→ Set problem
Please reproduce every record, keeping each one exactly as written.
## Start Dataset excerpts
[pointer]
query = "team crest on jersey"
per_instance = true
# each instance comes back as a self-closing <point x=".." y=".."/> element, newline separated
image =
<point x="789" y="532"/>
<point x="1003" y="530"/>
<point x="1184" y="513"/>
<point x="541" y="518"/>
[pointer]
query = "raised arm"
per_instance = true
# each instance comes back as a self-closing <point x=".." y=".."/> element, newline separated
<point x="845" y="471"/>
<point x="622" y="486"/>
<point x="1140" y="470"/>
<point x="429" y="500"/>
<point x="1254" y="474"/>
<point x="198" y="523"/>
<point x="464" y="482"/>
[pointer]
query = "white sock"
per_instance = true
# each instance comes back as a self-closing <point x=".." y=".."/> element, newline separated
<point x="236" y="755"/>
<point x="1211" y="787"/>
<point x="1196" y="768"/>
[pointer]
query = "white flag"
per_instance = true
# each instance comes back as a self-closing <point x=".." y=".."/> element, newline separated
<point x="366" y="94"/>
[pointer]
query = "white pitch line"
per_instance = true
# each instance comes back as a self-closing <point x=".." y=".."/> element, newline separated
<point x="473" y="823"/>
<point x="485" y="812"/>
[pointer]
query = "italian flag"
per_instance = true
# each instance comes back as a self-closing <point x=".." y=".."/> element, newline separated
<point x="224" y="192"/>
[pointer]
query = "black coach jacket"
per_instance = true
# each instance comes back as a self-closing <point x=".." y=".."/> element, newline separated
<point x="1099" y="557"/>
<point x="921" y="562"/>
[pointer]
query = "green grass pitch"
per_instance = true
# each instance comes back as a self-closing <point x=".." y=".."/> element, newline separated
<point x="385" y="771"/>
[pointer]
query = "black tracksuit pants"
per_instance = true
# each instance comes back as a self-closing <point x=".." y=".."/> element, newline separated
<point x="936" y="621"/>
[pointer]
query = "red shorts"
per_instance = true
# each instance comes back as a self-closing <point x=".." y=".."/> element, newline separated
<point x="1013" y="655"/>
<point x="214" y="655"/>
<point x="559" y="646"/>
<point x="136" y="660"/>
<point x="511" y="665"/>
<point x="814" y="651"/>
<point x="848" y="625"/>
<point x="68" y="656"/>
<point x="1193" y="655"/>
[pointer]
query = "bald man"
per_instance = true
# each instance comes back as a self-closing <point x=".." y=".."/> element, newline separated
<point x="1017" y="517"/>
## End Dataset excerpts
→ Answer to this problem
[pointer]
query = "team crest on jersey"
per_instance = true
# each instance comes back as a self-closing <point x=".." y=".."/> element, newline separated
image =
<point x="789" y="532"/>
<point x="1003" y="530"/>
<point x="1184" y="513"/>
<point x="541" y="518"/>
[pointer]
query = "raised arm"
per_instance = true
# each instance comes back as a self-closing <point x=".." y=".."/> element, newline separated
<point x="845" y="471"/>
<point x="622" y="486"/>
<point x="1140" y="470"/>
<point x="429" y="500"/>
<point x="1254" y="474"/>
<point x="198" y="523"/>
<point x="464" y="482"/>
[pointer]
query = "white sock"
per_instance = true
# each instance comes back as a self-closing <point x=".." y=".."/> element, newline separated
<point x="236" y="755"/>
<point x="1211" y="787"/>
<point x="1196" y="768"/>
[pointer]
query = "white flag"
per_instance = true
# each instance comes back as a self-closing <point x=".." y=".."/> element, newline separated
<point x="366" y="94"/>
[pointer]
query = "white pitch line"
per_instance = true
# each instance comes back as a self-closing <point x=".." y=".."/> element, newline separated
<point x="473" y="823"/>
<point x="485" y="812"/>
[pointer]
query = "italian flag"
per_instance = true
# each instance comes back as a self-closing <point x=".." y=".."/> element, newline separated
<point x="224" y="192"/>
[pointer]
query = "black coach jacket"
per_instance = true
# each instance comes back as a self-closing <point x=".." y=".."/> element, newline separated
<point x="1099" y="557"/>
<point x="921" y="562"/>
[pointer]
query = "green grass pitch"
per_instance = true
# each instance comes back as a self-closing <point x=".." y=".."/> element, newline separated
<point x="385" y="771"/>
[pointer]
query = "black tracksuit pants"
per_instance = true
# each instance comes back as a self-closing <point x=".." y=".."/> element, newline separated
<point x="936" y="621"/>
[pointer]
query = "red shorts"
per_instance = true
# each instance comes back as a self-closing <point x=".." y=".."/> element, newline separated
<point x="1013" y="655"/>
<point x="214" y="655"/>
<point x="559" y="646"/>
<point x="136" y="660"/>
<point x="511" y="665"/>
<point x="814" y="651"/>
<point x="848" y="625"/>
<point x="68" y="656"/>
<point x="1193" y="655"/>
[pointer]
query = "bald man"
per_instance = true
# each instance comes back as a self-closing <point x=".." y=".."/> element, newline separated
<point x="1017" y="517"/>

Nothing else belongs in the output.